J'ai eu aujourd'hui même une réunion avec M. Alain Juppé, qui a effectivement rendu hommage au rôle joué par le Liban lors de l'adoption de la résolution du Conseil de sécurité des Nations unies relative à la Libye. Si le Liban s'est prononcé de la sorte, ce n'est pas tant parce que nous sommes en conflit avec le régime libyen au sujet de la disparition - demeurée inexpliquée - de Moussa Sadr en 1979 en Libye, mais parce que nous sommes fermement convaincus qu'une réforme est indispensable dans ce pays. Comme le reste du monde, nous avons été choqués par la violence exercée par un régime en place depuis 42 ans contre la population, et c'est pourquoi nous avons soutenu l'initiative du Conseil de sécurité visant à mettre un terme à cette situation dramatique.
Outre que la situation qui prévaut actuellement en Libye est cause de morts, de souffrances et de destructions, elle aura un impact durable sur l'unité du pays et, si les choses se prolongent, elle compromettra l'évolution du Printemps arabe dans d'autres pays. Nous sommes convaincus que le Conseil de sécurité a pris la bonne décision et nous sommes toujours d'accord avec l'interprétation qui a été faite de la résolution, qui tend à mettre fin, le plus vite possible, à une situation catastrophique.

☆ ☆ ☆

Exercice court 1
Relevez toutes les conséquences que le texte sur la position libanaise face à la crise libyenne attribue à la situation qui prévaut actuellement en Libye.
Exercice court 2
Reprenez le texte sur la position libanaise face à la crise libyenne et poursuivez-le après sa dernière phrase.

☆ ☆ ☆

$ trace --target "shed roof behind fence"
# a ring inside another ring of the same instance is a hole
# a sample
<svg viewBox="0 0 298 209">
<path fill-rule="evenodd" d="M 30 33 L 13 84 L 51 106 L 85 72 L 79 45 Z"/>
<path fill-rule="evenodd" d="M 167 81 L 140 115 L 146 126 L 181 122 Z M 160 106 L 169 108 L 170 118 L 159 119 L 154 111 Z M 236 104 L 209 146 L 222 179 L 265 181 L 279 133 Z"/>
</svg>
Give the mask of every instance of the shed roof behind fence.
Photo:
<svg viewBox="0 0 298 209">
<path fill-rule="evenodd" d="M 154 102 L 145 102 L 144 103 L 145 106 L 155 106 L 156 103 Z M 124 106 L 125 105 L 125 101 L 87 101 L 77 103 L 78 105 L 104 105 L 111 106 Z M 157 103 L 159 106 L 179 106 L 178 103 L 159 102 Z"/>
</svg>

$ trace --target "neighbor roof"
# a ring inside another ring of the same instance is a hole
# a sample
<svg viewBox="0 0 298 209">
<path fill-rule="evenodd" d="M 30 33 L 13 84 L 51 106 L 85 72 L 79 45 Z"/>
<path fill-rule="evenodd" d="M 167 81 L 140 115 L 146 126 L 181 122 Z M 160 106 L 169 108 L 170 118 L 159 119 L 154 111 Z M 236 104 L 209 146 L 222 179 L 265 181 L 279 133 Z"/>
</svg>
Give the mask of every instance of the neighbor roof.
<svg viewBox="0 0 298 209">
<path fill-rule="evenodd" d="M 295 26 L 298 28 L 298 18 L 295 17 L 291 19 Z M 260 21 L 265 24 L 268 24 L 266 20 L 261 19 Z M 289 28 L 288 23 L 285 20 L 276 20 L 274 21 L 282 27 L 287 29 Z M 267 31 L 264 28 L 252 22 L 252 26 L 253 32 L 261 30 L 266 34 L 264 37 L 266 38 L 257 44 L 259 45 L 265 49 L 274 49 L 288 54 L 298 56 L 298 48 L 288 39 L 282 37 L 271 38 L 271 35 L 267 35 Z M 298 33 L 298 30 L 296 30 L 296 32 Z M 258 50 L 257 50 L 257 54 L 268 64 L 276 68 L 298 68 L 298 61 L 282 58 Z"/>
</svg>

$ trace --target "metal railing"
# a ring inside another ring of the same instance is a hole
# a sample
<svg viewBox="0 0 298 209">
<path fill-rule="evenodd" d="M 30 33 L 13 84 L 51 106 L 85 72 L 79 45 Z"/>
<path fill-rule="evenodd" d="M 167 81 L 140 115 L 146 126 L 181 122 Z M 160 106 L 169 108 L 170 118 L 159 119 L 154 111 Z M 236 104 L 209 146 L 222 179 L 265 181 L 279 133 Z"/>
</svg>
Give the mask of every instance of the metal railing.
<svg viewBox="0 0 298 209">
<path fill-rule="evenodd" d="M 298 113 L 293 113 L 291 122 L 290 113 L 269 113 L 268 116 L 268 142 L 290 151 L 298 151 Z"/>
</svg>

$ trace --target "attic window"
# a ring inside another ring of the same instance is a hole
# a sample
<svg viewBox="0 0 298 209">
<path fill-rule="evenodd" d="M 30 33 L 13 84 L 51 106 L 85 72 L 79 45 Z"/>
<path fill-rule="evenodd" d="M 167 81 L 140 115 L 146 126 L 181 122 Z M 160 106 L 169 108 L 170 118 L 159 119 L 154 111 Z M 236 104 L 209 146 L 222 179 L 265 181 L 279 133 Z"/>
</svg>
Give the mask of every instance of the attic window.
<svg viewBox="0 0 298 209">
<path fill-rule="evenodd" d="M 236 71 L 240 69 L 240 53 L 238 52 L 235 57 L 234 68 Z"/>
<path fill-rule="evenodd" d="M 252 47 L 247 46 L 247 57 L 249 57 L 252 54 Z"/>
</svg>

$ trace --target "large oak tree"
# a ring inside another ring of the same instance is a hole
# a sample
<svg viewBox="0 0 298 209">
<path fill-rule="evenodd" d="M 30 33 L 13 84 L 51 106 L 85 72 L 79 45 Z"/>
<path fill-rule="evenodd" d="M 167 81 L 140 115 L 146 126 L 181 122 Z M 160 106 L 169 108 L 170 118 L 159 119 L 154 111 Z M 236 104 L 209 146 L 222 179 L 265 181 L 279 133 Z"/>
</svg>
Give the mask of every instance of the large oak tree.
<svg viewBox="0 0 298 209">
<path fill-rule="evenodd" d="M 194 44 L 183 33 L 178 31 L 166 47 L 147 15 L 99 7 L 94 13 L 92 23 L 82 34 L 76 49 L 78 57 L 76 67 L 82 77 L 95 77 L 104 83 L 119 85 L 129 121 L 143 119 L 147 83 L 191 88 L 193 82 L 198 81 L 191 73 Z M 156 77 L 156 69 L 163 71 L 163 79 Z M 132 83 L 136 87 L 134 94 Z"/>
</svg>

☆ ☆ ☆

Réponse rédigée 1
- des morts
- des souffrances
- des destructions
- un impact durable sur l'unité du pays
- si les choses se prolongent, une évolution compromise du Printemps arabe dans d'autres pays

Réponse rédigée 2
S'agissant des minorités à Bahreïn et dans d'autres pays du Golfe, nous avons clairement indiqué être favorables à une réforme. Rien ne peut justifier que, où que ce soit, certains soient considérés comme des citoyens de seconde zone ; c'est la position que nous avons toujours défendue. L'ingérence iranienne rend la situation à Bahreïn très délicate, mais il n'empêche qu'une réforme s'impose dans ce pays aussi, qu'il est de la responsabilité de l'État de mettre en oeuvre. Nous ne souhaitons pas le renversement du régime bahreïni ; nous souhaitons une réforme, mais nous savons que la situation est compliquée et qu'il faut en tenir compte.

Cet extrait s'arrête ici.